### The request
Copy the lines from the one with "Exercise. Mark every instance of the brown ottoman" up to and including the one with "Target: brown ottoman", replacing "ottoman" with "footstool" and leaving everything else unchanged.

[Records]
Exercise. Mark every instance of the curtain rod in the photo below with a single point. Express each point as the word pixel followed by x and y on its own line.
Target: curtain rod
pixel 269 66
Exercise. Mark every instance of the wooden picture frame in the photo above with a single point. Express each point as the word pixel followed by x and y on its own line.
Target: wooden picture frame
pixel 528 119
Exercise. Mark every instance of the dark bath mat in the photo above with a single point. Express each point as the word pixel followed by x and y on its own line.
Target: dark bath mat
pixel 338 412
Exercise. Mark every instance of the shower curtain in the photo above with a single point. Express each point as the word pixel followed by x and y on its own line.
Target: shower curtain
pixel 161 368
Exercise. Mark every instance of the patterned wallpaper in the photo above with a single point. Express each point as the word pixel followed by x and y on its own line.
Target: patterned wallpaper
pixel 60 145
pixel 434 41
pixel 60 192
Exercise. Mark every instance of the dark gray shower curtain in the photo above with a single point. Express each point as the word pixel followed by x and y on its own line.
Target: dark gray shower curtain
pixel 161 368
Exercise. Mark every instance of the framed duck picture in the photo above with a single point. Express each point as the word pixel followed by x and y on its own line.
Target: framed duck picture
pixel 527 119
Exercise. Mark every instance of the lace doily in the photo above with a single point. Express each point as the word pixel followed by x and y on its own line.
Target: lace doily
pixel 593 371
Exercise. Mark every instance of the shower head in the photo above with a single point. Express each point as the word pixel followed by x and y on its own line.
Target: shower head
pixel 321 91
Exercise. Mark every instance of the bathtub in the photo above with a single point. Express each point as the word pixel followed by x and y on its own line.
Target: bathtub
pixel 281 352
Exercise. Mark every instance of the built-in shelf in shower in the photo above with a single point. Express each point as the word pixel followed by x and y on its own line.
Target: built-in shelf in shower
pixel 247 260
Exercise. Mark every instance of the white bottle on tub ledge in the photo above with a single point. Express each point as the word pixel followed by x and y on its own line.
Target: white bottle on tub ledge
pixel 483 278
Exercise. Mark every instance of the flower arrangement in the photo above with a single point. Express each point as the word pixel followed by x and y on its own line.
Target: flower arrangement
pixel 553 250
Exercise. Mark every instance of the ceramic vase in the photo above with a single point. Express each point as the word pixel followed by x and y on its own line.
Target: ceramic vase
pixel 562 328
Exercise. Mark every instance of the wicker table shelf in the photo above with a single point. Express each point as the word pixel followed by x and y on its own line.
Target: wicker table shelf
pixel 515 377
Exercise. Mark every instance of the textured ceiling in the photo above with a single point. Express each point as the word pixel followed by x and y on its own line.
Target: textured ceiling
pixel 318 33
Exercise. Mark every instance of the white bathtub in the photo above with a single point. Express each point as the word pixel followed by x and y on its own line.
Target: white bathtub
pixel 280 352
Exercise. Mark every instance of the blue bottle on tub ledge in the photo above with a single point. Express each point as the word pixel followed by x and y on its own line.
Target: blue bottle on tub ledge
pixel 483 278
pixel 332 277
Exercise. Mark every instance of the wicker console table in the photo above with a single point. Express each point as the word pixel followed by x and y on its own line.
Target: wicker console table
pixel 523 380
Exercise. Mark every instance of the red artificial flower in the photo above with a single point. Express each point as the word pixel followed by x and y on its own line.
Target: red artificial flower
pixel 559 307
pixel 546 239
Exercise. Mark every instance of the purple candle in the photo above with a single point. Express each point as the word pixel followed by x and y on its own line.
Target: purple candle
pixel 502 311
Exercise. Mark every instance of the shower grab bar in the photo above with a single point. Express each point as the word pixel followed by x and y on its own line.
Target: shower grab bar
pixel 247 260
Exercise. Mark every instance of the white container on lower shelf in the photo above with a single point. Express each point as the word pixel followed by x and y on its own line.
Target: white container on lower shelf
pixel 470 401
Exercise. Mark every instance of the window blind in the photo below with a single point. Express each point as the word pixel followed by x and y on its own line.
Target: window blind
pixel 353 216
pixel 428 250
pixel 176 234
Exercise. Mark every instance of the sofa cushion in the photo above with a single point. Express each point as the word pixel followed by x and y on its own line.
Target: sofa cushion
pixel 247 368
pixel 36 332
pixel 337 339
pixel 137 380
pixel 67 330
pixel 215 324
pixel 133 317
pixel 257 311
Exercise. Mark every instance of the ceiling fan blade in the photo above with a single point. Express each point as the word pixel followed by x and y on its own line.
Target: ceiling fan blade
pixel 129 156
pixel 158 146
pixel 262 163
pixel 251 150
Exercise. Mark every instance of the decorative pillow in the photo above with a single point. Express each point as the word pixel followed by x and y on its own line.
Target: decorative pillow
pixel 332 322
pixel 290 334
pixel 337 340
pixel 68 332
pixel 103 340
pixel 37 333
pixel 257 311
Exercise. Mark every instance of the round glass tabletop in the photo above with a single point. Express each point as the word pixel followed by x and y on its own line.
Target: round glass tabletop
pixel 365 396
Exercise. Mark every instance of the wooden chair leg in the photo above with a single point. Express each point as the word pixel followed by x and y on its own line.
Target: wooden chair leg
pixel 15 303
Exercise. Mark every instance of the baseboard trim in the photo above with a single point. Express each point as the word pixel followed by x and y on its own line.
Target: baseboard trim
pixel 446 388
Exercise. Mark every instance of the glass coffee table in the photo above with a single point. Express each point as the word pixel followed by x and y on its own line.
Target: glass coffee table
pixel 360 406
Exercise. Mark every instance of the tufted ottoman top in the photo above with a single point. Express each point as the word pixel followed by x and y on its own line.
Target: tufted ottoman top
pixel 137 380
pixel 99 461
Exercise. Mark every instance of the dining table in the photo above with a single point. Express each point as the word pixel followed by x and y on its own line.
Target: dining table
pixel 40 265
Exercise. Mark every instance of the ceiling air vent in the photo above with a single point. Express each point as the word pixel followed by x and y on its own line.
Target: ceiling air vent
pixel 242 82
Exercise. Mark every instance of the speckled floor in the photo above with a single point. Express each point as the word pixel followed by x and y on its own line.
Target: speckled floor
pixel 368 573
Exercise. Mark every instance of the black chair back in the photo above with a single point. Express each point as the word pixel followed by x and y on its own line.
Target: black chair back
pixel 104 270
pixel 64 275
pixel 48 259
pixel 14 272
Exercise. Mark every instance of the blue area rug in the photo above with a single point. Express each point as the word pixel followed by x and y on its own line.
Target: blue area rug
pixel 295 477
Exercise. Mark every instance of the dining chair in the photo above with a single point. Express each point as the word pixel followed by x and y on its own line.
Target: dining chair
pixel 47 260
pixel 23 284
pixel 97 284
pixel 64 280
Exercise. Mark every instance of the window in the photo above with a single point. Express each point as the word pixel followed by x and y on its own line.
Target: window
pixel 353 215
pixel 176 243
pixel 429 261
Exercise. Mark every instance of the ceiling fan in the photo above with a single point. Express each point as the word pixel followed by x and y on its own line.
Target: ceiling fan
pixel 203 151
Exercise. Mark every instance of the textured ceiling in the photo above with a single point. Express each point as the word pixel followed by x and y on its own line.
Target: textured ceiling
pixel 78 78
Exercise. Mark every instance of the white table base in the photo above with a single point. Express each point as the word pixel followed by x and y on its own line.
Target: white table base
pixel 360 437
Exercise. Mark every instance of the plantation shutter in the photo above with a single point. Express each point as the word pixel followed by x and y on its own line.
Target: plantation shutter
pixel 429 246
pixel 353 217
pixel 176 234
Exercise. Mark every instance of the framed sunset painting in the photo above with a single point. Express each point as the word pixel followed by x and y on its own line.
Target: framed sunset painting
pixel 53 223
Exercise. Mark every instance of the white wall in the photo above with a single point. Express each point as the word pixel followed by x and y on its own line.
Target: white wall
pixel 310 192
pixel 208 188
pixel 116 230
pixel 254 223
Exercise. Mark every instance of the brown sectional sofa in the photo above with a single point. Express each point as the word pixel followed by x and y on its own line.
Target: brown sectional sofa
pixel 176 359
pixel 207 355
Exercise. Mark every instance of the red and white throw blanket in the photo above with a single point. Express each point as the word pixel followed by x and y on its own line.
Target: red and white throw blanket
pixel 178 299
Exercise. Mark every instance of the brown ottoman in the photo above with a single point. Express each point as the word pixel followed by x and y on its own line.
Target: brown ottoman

...

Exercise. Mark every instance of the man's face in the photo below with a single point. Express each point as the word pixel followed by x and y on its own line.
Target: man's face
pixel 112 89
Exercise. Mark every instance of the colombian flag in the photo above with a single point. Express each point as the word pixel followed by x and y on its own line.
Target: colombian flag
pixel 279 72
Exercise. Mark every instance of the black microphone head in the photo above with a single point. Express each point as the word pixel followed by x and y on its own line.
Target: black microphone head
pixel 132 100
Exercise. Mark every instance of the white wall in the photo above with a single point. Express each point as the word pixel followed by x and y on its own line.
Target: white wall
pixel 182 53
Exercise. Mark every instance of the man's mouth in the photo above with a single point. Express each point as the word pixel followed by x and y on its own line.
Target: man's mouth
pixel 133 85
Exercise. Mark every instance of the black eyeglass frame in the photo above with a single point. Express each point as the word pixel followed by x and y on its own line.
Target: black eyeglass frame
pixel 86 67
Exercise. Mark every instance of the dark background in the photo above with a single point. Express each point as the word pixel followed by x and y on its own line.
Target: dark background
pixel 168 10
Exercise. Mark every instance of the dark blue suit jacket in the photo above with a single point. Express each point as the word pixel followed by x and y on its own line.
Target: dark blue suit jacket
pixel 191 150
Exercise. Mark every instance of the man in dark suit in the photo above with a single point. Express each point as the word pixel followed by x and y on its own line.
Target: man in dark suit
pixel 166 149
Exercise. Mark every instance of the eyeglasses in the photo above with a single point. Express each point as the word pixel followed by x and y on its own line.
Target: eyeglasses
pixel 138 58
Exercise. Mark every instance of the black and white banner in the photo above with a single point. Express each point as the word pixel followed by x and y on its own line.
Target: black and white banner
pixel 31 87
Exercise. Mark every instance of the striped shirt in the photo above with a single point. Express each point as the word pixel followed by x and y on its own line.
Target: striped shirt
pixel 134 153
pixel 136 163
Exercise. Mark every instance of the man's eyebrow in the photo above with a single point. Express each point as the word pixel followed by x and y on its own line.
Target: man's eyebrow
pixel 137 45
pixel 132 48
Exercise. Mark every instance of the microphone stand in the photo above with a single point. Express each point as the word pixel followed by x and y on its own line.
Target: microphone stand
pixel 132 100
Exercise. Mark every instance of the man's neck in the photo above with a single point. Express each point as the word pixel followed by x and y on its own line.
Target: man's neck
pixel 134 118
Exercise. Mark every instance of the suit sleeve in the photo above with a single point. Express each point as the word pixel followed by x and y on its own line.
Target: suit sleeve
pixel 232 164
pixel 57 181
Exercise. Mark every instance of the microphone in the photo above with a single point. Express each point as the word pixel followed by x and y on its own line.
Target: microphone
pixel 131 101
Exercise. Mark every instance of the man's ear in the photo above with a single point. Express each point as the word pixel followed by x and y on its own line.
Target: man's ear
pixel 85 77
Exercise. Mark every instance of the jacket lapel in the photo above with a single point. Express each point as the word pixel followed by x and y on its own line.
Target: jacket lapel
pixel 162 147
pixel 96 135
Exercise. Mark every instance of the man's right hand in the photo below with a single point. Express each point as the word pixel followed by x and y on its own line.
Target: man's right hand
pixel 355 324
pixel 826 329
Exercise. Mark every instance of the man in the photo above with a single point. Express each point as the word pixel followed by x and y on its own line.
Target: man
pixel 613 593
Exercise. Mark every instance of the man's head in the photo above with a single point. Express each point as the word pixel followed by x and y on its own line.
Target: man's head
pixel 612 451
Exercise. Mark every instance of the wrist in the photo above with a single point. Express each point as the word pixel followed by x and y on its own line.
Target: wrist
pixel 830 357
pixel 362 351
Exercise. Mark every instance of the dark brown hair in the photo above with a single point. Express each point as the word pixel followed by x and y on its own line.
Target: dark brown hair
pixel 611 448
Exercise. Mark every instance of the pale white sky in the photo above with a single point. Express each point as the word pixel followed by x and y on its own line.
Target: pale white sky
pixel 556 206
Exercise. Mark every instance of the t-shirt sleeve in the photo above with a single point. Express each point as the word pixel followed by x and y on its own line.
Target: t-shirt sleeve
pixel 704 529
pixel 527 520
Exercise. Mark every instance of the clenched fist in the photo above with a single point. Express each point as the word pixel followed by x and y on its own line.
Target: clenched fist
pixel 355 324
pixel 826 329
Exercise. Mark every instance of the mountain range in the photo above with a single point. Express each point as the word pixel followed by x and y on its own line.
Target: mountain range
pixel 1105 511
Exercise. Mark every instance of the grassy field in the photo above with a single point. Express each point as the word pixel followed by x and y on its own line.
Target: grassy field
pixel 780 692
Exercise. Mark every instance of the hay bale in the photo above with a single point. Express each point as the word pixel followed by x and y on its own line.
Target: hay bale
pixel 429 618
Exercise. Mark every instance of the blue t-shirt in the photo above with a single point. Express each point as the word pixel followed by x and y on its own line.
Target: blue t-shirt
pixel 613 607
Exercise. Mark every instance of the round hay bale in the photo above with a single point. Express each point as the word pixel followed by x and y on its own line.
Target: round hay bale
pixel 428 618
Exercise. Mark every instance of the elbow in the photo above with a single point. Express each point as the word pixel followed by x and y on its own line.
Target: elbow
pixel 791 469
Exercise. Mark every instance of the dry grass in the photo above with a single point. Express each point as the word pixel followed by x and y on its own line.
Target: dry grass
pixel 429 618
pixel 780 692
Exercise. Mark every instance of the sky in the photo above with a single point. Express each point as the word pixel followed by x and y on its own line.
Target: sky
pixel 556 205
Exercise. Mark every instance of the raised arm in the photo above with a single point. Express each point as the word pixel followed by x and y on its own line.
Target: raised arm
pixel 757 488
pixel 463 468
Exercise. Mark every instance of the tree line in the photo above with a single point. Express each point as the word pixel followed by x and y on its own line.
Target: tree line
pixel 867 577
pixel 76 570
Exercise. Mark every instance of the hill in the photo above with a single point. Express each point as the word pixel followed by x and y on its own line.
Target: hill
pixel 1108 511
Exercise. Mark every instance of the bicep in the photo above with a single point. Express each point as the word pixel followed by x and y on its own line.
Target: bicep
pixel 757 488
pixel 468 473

* * *

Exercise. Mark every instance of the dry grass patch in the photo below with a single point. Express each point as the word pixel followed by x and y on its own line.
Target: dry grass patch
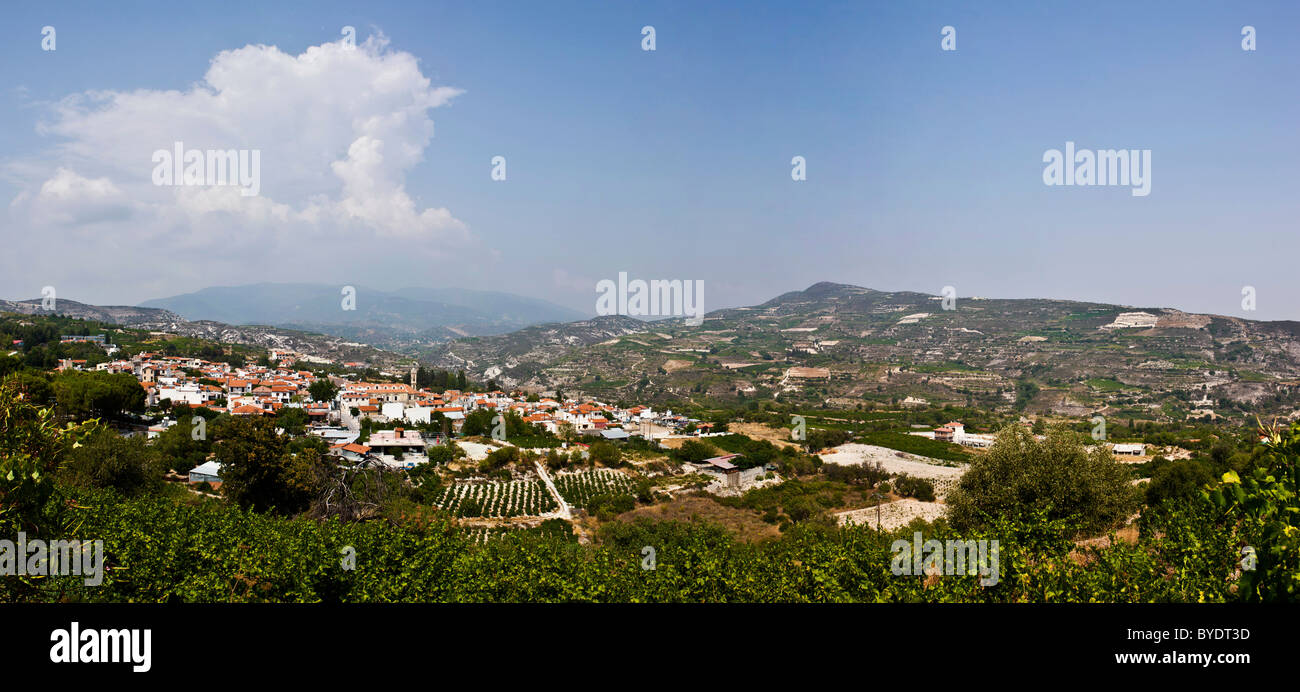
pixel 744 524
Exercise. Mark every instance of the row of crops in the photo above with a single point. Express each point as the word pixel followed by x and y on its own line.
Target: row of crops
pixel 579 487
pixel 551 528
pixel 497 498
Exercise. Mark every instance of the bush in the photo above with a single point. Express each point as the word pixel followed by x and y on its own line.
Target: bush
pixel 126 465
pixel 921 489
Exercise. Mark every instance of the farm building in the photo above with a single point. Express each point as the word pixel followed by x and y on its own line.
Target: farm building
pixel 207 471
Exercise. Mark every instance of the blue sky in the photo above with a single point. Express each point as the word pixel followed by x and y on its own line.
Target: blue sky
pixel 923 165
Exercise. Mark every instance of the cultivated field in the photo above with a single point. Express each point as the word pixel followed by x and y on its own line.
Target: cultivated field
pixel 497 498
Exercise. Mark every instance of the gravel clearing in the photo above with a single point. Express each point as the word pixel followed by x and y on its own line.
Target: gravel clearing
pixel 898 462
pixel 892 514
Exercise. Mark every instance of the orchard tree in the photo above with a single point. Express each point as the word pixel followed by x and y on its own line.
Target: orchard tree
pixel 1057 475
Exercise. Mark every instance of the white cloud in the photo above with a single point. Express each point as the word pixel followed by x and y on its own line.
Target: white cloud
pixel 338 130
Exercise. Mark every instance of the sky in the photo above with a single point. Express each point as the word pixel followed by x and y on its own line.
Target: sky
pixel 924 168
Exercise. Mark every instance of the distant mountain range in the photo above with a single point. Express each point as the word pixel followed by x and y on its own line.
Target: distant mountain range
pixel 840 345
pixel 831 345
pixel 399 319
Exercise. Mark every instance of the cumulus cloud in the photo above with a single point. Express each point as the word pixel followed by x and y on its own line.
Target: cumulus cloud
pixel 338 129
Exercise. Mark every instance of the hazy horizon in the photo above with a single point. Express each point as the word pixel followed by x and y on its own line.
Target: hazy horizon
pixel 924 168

### Answer to the task
Exercise. Mark every instance of the brown footstool in the photo above with a single point. Express each point as the word pixel followed by x and y on its own line.
Target: brown footstool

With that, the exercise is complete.